GIVEN INSTRUCTION: Print the listing below line for line, changing nothing.

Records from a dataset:
-- -- --
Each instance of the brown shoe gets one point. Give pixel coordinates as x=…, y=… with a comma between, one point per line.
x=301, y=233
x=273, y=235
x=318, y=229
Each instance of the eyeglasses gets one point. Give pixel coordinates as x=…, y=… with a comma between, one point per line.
-- -- --
WORKED SOLUTION:
Each instance of the brown shoe gets one point. Give pixel coordinates as x=…, y=… with a comma between, one point per line.
x=301, y=233
x=273, y=235
x=318, y=229
Each instance of the eyeglasses gets one point. Give pixel coordinates as x=…, y=… with a comma between, one point per line.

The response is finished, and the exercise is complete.